# Stagnant Water Left in Canister Filter - Dangerous?



## razak101 (Apr 3, 2021)

Hi everyone,

I recently picked up a used fishtank of cichlids from a hobbyist. It came with a lot of great equipment and a tank full of cichlids and plecos.

When I first set it up at home I couldn't get the Fluval canister filter going. It just wouldn't kick on. So I left it sitting as there was a secondary canister filter that was still working. Finally, after about 2 weeks I got the Fluval filter working this afternoon. The water was a little smelly so I dumped it and filled it up with aquarium water. But after I turned it on it spewed a bunch of junk/poo/dirt from the filter into the aquarium. The aquarium is now all cloudy.

I am wondering, should I have done a more thorough job cleaning the canister since the water was a few weeks old and smelly? Are the fish in danger? Anything I should do to make sure I didn't just royally screw up? This is my first large tank - 34 gallons.

Any advice would be GREATLY appreciated!


----------



## Deeda (Oct 12, 2012)

Hi and Welcome to C-F!!

Yes you should have cleaned the filter media, canister and hoses prior to installing it on a tank that already has fish in it. A canister filter that is dirty or has been used on someone else's tank that you don't know should be cleaned before using on your tank.

At this point I don't think there is anything you can do except to monitor the ammonia, nitrite and nitrate and watch your fish for unusual behaviors or signs of illness.


----------



## razak101 (Apr 3, 2021)

Hi Deeda, thanks for replying!

The fish tank, fish and filter all came together. So the water in the filter and media was the original one to the tank and fish. The only thing that changed was that the filter sat unused for about 2 weeks and was sealed while it sat.

I turned it off for now so that it's not continuing to flow. Only the first filter is running for now to see how everyone adapts. Would it be smart to do a water change? I did a partial one today before I messed around with the filter.


----------



## Deeda (Oct 12, 2012)

A water change won't hurt anything but I don't think it is necessary. I would still rinse out all the filter media though and give it the sniff test, if it smells fishy you should be fine but if it smells nasty I would consider a more thorough cleaning.

Is this your 1st tank or do you have prior experience?


----------



## razak101 (Apr 3, 2021)

Sounds good. I'll do that before turning it back on.

Not my first tank, but my first one over 10G and with canister filters.


----------



## Deeda (Oct 12, 2012)

OK!

My personal choice for cleaning aquarium equipment that I buy used is to use regular plain unscented bleach (never use splash less bleach!) and mix up a bleach/water solution based on the bleach concentration listed on the bottle as follows: if the bleach concentration is 8.25%, use 3 Tablespoons per 10 gallons of water and if the bleach concentration is 5.25%, use 5 tablespoons per 10 gallons of water. 
1) First, remove any dirt and debris from the filter media, rinse thoroughly with tap water.
2) Make up the bleach/water solution in a clean bucket or pail. I use my fish only buckets for this procedure.
3) Place the filter media in the bleach/water solution for 10 minutes making sure items are submerged.
4) Discard the bleach/water solution.
5) Rinse the filter media in tap water in the same bucket, filling it and dumping it a couple times.

- [SUPPLIED INFORMATION]

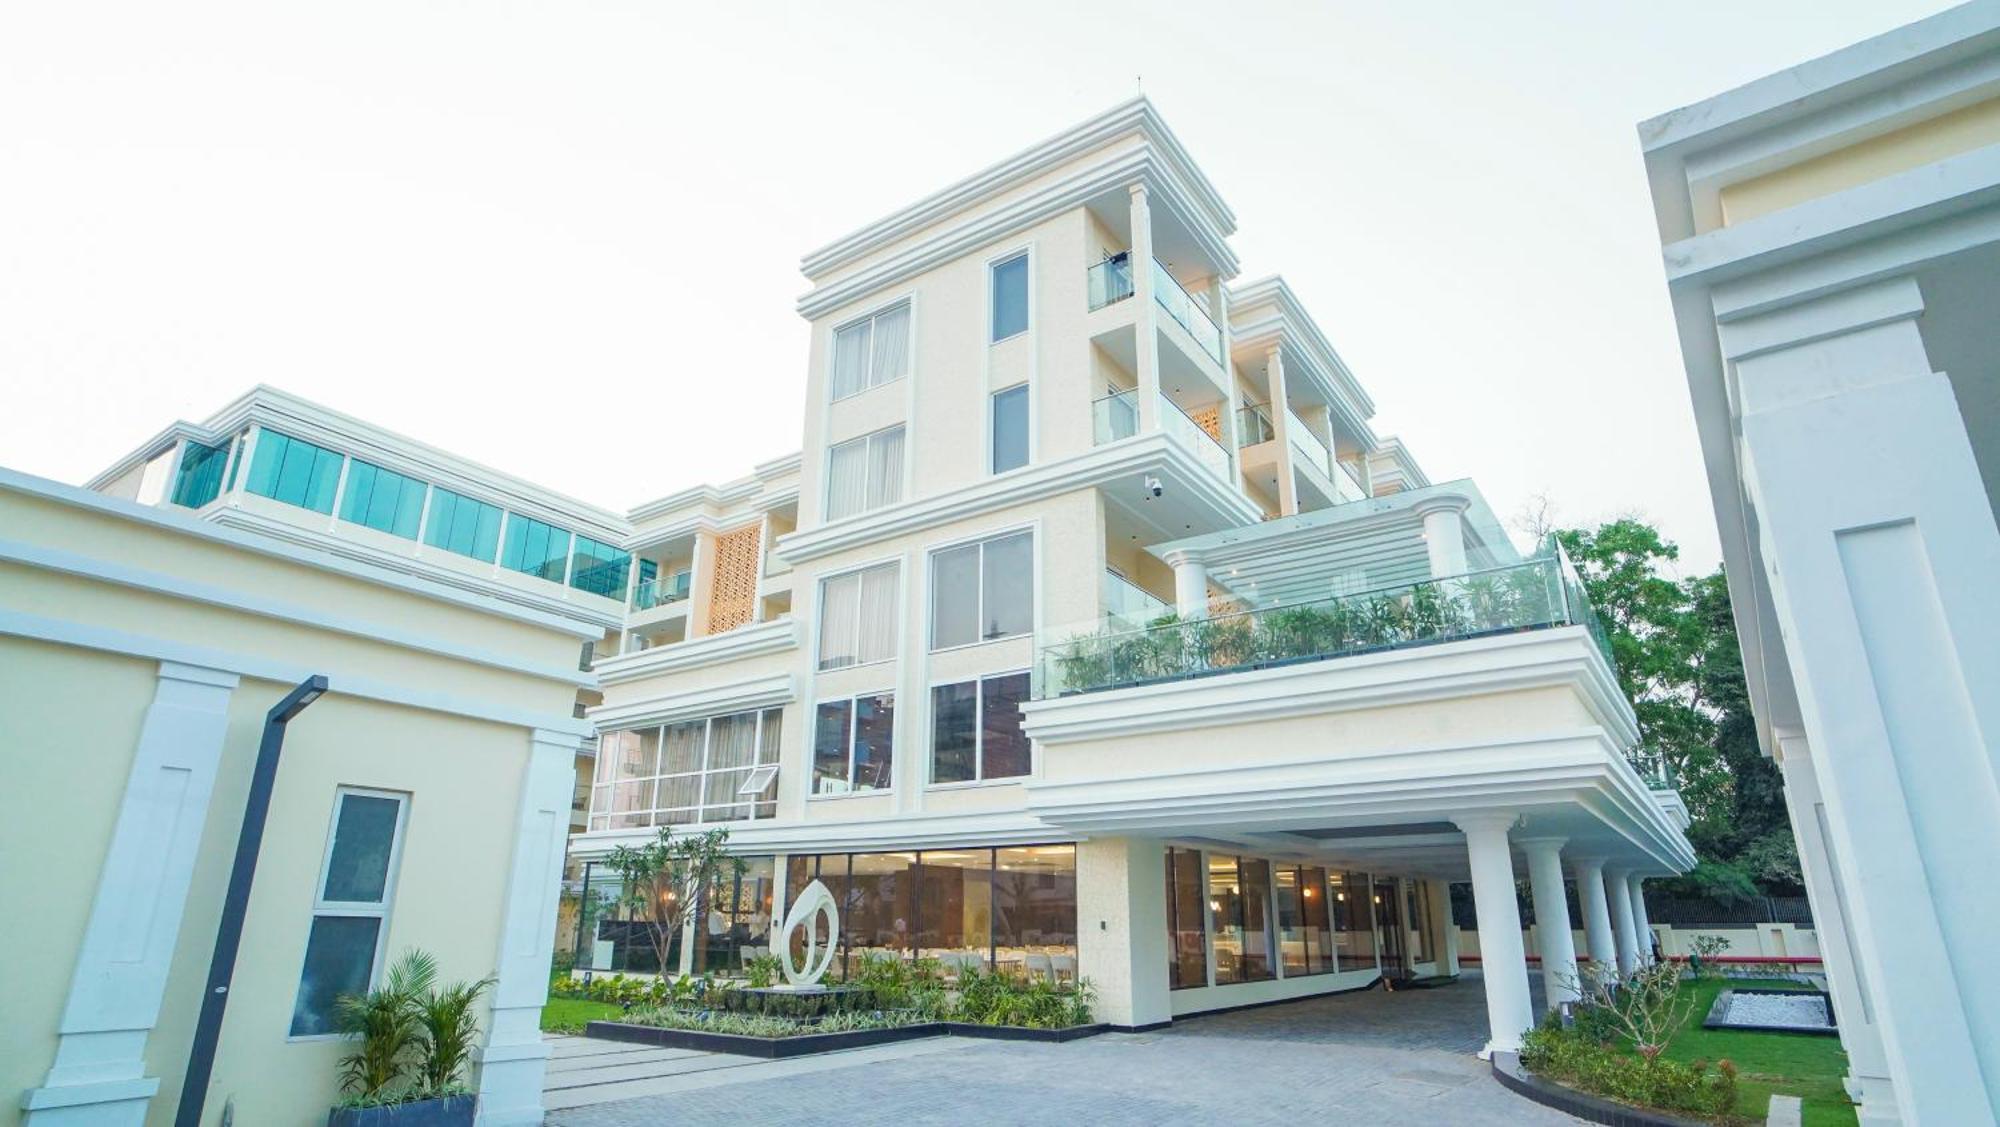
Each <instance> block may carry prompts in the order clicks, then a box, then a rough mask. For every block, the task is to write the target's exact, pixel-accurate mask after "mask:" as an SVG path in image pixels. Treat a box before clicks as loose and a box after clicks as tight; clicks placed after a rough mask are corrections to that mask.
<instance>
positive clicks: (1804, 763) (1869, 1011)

- [STUDY QUESTIONS]
a - Rewrite the canister filter thread from "I am wondering, should" to "be GREATLY appreciated!", putting "big tank" in place of "large tank".
b - Translate this sentence from the canister filter thread into Spanish: "A water change won't hurt anything but I don't think it is necessary."
c - In the canister filter thread, how much bleach is used per 10 gallons of water when the bleach concentration is 5.25%?
You won't need the lines for any of this.

- [ANSWER SECTION]
a -
I am wondering, should I have done a more thorough job cleaning the canister since the water was a few weeks old and smelly? Are the fish in danger? Anything I should do to make sure I didn't just royally screw up? This is my first big tank - 34 gallons.

Any advice would be GREATLY appreciated!

b - Un cambio de agua no hará ningún daño, pero no creo que sea necesario.

c - 5 tablespoons.